PROMPT: Rewrite the listing with every "Place a dot on" changed to "Put a point on" and everything else left as it is. Leave the pictures out of your answer.
# Start of LISTED ENTRIES
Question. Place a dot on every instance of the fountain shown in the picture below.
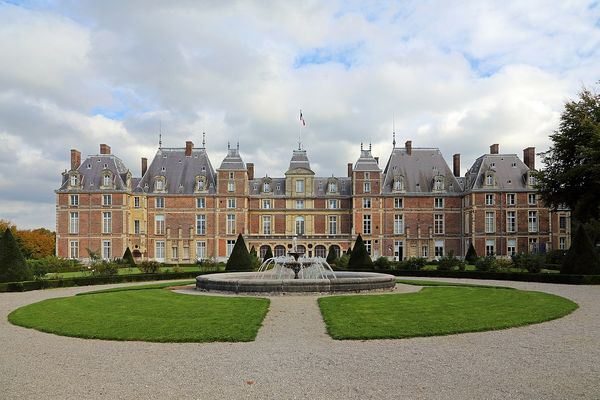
(295, 274)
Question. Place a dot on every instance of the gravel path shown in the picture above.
(293, 358)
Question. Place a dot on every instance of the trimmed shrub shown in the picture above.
(471, 255)
(360, 259)
(239, 260)
(581, 258)
(13, 267)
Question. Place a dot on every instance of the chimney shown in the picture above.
(456, 164)
(75, 159)
(104, 149)
(188, 148)
(529, 157)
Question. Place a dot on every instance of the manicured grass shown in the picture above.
(438, 311)
(152, 315)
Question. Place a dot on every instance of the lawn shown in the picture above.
(437, 311)
(151, 314)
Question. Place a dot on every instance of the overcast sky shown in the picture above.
(454, 75)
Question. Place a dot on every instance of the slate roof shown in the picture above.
(509, 171)
(91, 172)
(418, 170)
(180, 171)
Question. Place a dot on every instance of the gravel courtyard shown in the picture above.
(293, 358)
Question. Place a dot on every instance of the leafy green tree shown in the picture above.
(581, 258)
(471, 256)
(359, 258)
(13, 267)
(268, 254)
(239, 260)
(571, 169)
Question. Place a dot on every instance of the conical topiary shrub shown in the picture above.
(13, 267)
(581, 257)
(471, 256)
(360, 258)
(239, 260)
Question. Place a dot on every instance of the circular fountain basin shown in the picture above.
(252, 282)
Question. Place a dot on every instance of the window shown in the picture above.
(511, 247)
(439, 248)
(159, 224)
(299, 186)
(368, 246)
(106, 249)
(489, 222)
(159, 251)
(74, 222)
(230, 224)
(511, 199)
(532, 221)
(201, 250)
(333, 225)
(438, 224)
(106, 222)
(490, 246)
(200, 224)
(367, 224)
(299, 225)
(266, 224)
(74, 249)
(511, 221)
(398, 224)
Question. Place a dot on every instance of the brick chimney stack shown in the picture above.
(456, 164)
(104, 149)
(75, 159)
(188, 148)
(529, 157)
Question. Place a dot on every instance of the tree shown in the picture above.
(571, 175)
(128, 258)
(239, 260)
(268, 254)
(581, 257)
(359, 258)
(471, 256)
(13, 267)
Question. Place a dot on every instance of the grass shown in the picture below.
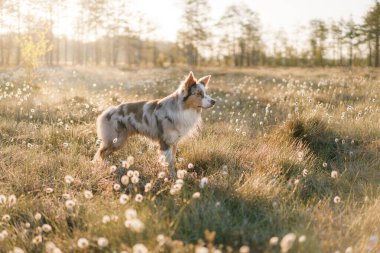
(267, 148)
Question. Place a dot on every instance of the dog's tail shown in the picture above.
(105, 126)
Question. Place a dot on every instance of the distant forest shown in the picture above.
(109, 32)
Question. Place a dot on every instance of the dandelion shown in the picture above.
(37, 216)
(139, 198)
(336, 199)
(135, 180)
(130, 214)
(302, 239)
(135, 225)
(102, 242)
(196, 195)
(161, 174)
(124, 180)
(244, 249)
(123, 199)
(204, 182)
(287, 242)
(139, 248)
(181, 174)
(46, 228)
(3, 199)
(37, 239)
(334, 174)
(147, 187)
(69, 204)
(69, 179)
(12, 200)
(106, 219)
(6, 218)
(82, 243)
(273, 241)
(49, 190)
(113, 168)
(116, 187)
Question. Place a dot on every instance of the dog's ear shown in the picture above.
(190, 80)
(204, 80)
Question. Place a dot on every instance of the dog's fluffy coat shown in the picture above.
(167, 120)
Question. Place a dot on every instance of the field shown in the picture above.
(288, 160)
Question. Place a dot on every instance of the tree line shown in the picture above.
(110, 32)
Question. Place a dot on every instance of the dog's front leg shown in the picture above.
(167, 154)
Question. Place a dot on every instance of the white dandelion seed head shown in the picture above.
(46, 228)
(337, 199)
(139, 248)
(123, 199)
(102, 242)
(139, 197)
(130, 214)
(334, 174)
(88, 194)
(124, 180)
(274, 240)
(69, 179)
(203, 182)
(287, 242)
(116, 187)
(82, 243)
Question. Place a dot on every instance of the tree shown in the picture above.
(194, 35)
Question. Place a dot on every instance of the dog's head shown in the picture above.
(193, 92)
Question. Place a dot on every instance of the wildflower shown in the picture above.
(82, 243)
(204, 182)
(139, 248)
(302, 239)
(139, 198)
(147, 187)
(196, 195)
(69, 204)
(123, 199)
(287, 242)
(69, 179)
(12, 200)
(135, 225)
(273, 241)
(116, 187)
(46, 228)
(88, 194)
(334, 174)
(135, 180)
(37, 216)
(160, 175)
(113, 169)
(130, 214)
(124, 180)
(244, 249)
(102, 242)
(3, 199)
(49, 190)
(336, 199)
(106, 219)
(37, 239)
(6, 218)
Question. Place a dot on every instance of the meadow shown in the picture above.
(287, 161)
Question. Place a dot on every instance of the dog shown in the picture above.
(166, 120)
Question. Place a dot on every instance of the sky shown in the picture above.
(275, 15)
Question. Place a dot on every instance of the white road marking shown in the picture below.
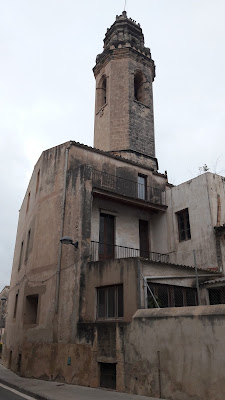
(16, 392)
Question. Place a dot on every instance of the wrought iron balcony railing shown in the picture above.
(104, 251)
(126, 187)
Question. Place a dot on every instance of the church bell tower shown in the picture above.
(124, 72)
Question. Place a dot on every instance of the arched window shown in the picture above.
(140, 86)
(37, 181)
(102, 92)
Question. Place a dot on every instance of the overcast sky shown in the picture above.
(47, 88)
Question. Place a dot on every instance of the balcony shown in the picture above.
(103, 251)
(127, 191)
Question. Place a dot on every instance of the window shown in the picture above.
(140, 88)
(143, 238)
(110, 302)
(106, 237)
(15, 305)
(142, 186)
(102, 92)
(183, 225)
(108, 375)
(31, 308)
(21, 255)
(38, 180)
(28, 202)
(217, 295)
(28, 246)
(172, 296)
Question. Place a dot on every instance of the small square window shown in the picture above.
(110, 302)
(183, 225)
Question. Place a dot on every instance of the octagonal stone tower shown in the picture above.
(124, 72)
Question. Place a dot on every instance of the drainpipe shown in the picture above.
(61, 233)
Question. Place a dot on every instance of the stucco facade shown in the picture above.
(79, 313)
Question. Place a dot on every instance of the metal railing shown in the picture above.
(104, 251)
(126, 187)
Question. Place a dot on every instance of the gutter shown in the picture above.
(58, 271)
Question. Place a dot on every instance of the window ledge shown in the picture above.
(174, 312)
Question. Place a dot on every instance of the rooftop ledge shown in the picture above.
(195, 311)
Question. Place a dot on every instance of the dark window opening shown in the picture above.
(21, 255)
(140, 88)
(38, 180)
(143, 238)
(31, 308)
(183, 225)
(142, 186)
(108, 375)
(106, 237)
(172, 296)
(15, 305)
(28, 246)
(102, 93)
(110, 302)
(19, 363)
(217, 295)
(28, 202)
(10, 359)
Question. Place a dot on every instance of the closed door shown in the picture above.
(106, 237)
(144, 238)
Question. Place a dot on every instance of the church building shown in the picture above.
(113, 266)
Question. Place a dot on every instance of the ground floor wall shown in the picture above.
(176, 353)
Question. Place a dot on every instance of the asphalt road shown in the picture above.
(11, 394)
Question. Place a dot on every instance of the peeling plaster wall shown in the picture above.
# End of LISTED ENTRIES
RESULT OF THIS EXERCISE:
Question. Put a point on every instance of the fountain shown in the picture below.
(295, 274)
Question. Put a point on every instance of the gravel path shown in the picture above.
(293, 358)
Question. Put a point on every instance of the trimmed shrub shown in the picture above.
(471, 255)
(360, 259)
(239, 260)
(581, 258)
(13, 267)
Question. Put a point on every instance of the chimney shown in the picture above.
(456, 164)
(75, 159)
(104, 149)
(188, 148)
(529, 157)
Question. Put a point on every instance of the manicured grass shown in the picture above.
(438, 311)
(152, 315)
Question. Put a point on every instance of the lawn shown in the picture above.
(437, 311)
(151, 314)
Question. Put a point on every instance of the overcast sky shown in the picture above.
(454, 75)
Question. Put a point on every instance of the slate roof shown in the picture above.
(509, 171)
(91, 172)
(418, 170)
(180, 171)
Question. Put a point on every instance of the gravel courtyard shown in the picture above.
(293, 358)
Question. Put a point on every instance of the leafy green tree shown in the picture above.
(581, 258)
(471, 256)
(359, 258)
(13, 267)
(268, 254)
(239, 260)
(571, 169)
Question. Put a point on every instance of the conical topiary shrub shown in the picture above.
(13, 267)
(581, 257)
(471, 256)
(360, 258)
(239, 260)
Question. Put a point on every instance of the circular fountain basin shown in the picture above.
(252, 282)
Question. Put a point on every instance of the window shown in the picture above.
(511, 247)
(439, 248)
(159, 224)
(299, 186)
(368, 246)
(106, 249)
(489, 222)
(159, 251)
(74, 222)
(230, 224)
(511, 199)
(532, 221)
(201, 250)
(333, 225)
(438, 224)
(106, 222)
(490, 246)
(200, 224)
(367, 224)
(299, 225)
(266, 224)
(74, 249)
(511, 221)
(398, 224)
Question. Put a point on every instance of the brick chimney stack shown in the picture above.
(456, 164)
(104, 149)
(75, 159)
(188, 148)
(529, 157)
Question. Put a point on every instance of the tree shown in the picture above.
(571, 175)
(128, 258)
(239, 260)
(268, 254)
(581, 257)
(359, 258)
(471, 256)
(13, 267)
Question. Put a point on every instance of the grass shown in the picture below.
(267, 148)
Question. Put a point on every instance of the dog's tail shown in the picture above.
(105, 126)
Question. Put a point on every instance of the distant forest shown in the picture above.
(109, 32)
Question. Put a point on every instance of the dandelion shown in the picture above.
(37, 216)
(139, 198)
(336, 199)
(135, 180)
(130, 214)
(302, 239)
(135, 225)
(102, 242)
(196, 195)
(161, 174)
(124, 180)
(244, 249)
(123, 199)
(204, 182)
(287, 242)
(139, 248)
(181, 174)
(46, 228)
(3, 199)
(37, 239)
(334, 174)
(147, 187)
(69, 204)
(69, 179)
(12, 200)
(106, 219)
(6, 218)
(82, 243)
(273, 241)
(49, 190)
(113, 168)
(116, 187)
Question. Put a point on every instance of the dog's ear shown in the picture above.
(190, 80)
(204, 80)
Question. Put a point on every instance of the dog's fluffy coat shown in the picture above.
(167, 120)
Question. Put a point on every instance of the field shown in the picture above.
(288, 160)
Question. Put a point on every instance of the tree line shown in the picture above.
(110, 32)
Question. Put a point on every instance of the dog's front leg shown in the picture above.
(167, 154)
Question. Put a point on every instance of the white dandelion seed head shown in the picture above.
(46, 228)
(337, 199)
(139, 248)
(123, 199)
(102, 242)
(139, 197)
(130, 214)
(334, 174)
(88, 194)
(124, 180)
(274, 240)
(69, 179)
(203, 182)
(287, 242)
(116, 187)
(82, 243)
Question. Put a point on every instance of the tree shown in the picture above.
(194, 35)
Question. Put a point on every instance of the dog's head shown in the picture above.
(193, 92)
Question. Put a point on every instance of the wildflower shown in the picture above.
(82, 243)
(204, 182)
(139, 248)
(302, 239)
(139, 198)
(147, 187)
(196, 195)
(69, 204)
(123, 199)
(287, 242)
(69, 179)
(12, 200)
(135, 225)
(273, 241)
(116, 187)
(46, 228)
(88, 194)
(334, 174)
(135, 180)
(37, 216)
(160, 175)
(113, 169)
(130, 214)
(124, 180)
(244, 249)
(102, 242)
(3, 199)
(49, 190)
(336, 199)
(106, 219)
(37, 239)
(6, 218)
Question. Put a point on every instance of the meadow shown in the picture above.
(287, 161)
Question. Put a point on every instance of the dog shown in the picture above.
(166, 120)
Question. Put a point on every instance of the sky shown in the picture above.
(275, 15)
Question. Put a point on every instance of the white road marking shown in the picture below.
(16, 392)
Question. Put a point on every instance of the wrought iron balcony railing shown in the picture above.
(104, 251)
(126, 187)
Question. Put a point on every instance of the church bell tower shown in the picture above.
(124, 72)
Question. Put a point on every instance of the arched window shown in the picture above.
(140, 86)
(37, 181)
(102, 92)
Question. Put a point on every instance of the overcast sky shown in the picture above.
(47, 88)
Question. Put a point on every instance of the balcony shown in the picture above.
(103, 251)
(127, 191)
Question. Put a point on every instance of the window shown in the picture above.
(140, 88)
(143, 238)
(110, 302)
(106, 237)
(15, 305)
(142, 186)
(102, 92)
(183, 225)
(108, 375)
(31, 308)
(21, 255)
(38, 180)
(28, 202)
(217, 295)
(28, 246)
(172, 296)
Question. Put a point on every instance of the small square window shown in the picture above.
(110, 302)
(183, 225)
Question. Put a point on every instance of the octagonal stone tower shown in the picture above.
(124, 72)
Question. Put a point on every instance of the drainpipe shown in the picture above.
(61, 233)
Question. Put a point on every instance of the stucco facade shown in the picture above.
(79, 313)
Question. Put a point on every instance of the metal railing shown in the picture above.
(104, 251)
(126, 187)
Question. Put a point on every instance of the gutter shown in the picture above.
(58, 271)
Question. Put a point on every instance of the window ledge shown in the picture above.
(174, 312)
Question. Put a point on every instance of the rooftop ledge shown in the picture above.
(195, 311)
Question. Put a point on every instance of the dark window opening shown in the picture above.
(21, 255)
(140, 88)
(38, 180)
(143, 238)
(31, 308)
(183, 225)
(142, 186)
(108, 375)
(106, 237)
(172, 296)
(15, 305)
(28, 246)
(102, 93)
(110, 302)
(19, 363)
(217, 295)
(28, 202)
(10, 359)
Question. Put a point on every instance of the closed door shown in the picture above.
(106, 237)
(144, 238)
Question. Put a point on every instance of the church building shown in the picture above.
(113, 266)
Question. Put a point on every instance of the ground floor wall shown in the picture above.
(176, 353)
Question. Put a point on every instance of the asphalt road shown in the picture above.
(11, 394)
Question. Put a point on every instance of the peeling plaster wall shown in the picture above.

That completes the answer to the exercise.